**Given data:**

————

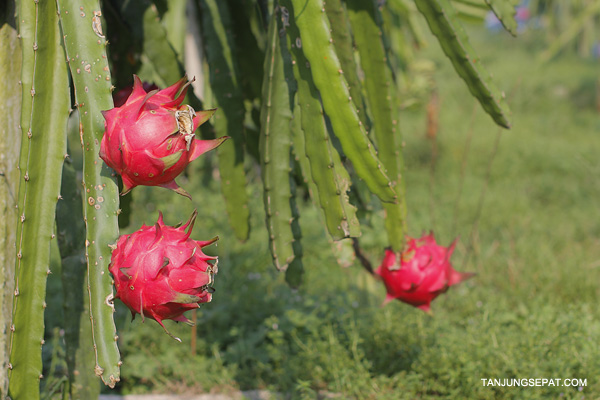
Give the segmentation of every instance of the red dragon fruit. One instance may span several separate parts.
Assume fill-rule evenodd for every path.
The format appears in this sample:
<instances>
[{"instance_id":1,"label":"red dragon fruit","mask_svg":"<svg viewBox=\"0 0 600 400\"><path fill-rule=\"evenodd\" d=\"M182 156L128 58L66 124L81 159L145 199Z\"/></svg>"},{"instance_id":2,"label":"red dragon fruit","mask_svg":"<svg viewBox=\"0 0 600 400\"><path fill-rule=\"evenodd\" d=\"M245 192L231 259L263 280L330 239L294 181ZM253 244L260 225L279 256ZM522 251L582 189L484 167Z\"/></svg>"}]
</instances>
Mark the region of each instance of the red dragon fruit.
<instances>
[{"instance_id":1,"label":"red dragon fruit","mask_svg":"<svg viewBox=\"0 0 600 400\"><path fill-rule=\"evenodd\" d=\"M205 242L190 239L196 215L194 211L185 225L172 227L163 223L160 214L154 226L143 225L131 235L121 236L109 265L117 289L115 298L125 303L133 318L136 314L142 315L142 321L150 317L172 337L162 321L190 323L183 313L211 301L214 291L211 284L218 260L204 254L202 248L218 238Z\"/></svg>"},{"instance_id":2,"label":"red dragon fruit","mask_svg":"<svg viewBox=\"0 0 600 400\"><path fill-rule=\"evenodd\" d=\"M185 167L201 154L228 139L199 140L194 131L215 110L194 111L182 105L191 82L183 77L174 85L148 93L134 75L125 104L103 111L105 132L100 158L123 179L126 194L135 186L162 186L190 197L175 183Z\"/></svg>"},{"instance_id":3,"label":"red dragon fruit","mask_svg":"<svg viewBox=\"0 0 600 400\"><path fill-rule=\"evenodd\" d=\"M429 312L433 299L450 286L471 278L474 274L457 272L450 264L455 245L456 241L450 247L440 246L433 234L409 238L400 264L396 253L386 250L381 266L375 271L387 289L384 304L398 299Z\"/></svg>"}]
</instances>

————

**The problem:** Count the lines in the records above that contain the string "every", treating uppercase and lowercase as different. Reply with the number alone.

**Solution to this problem:** 2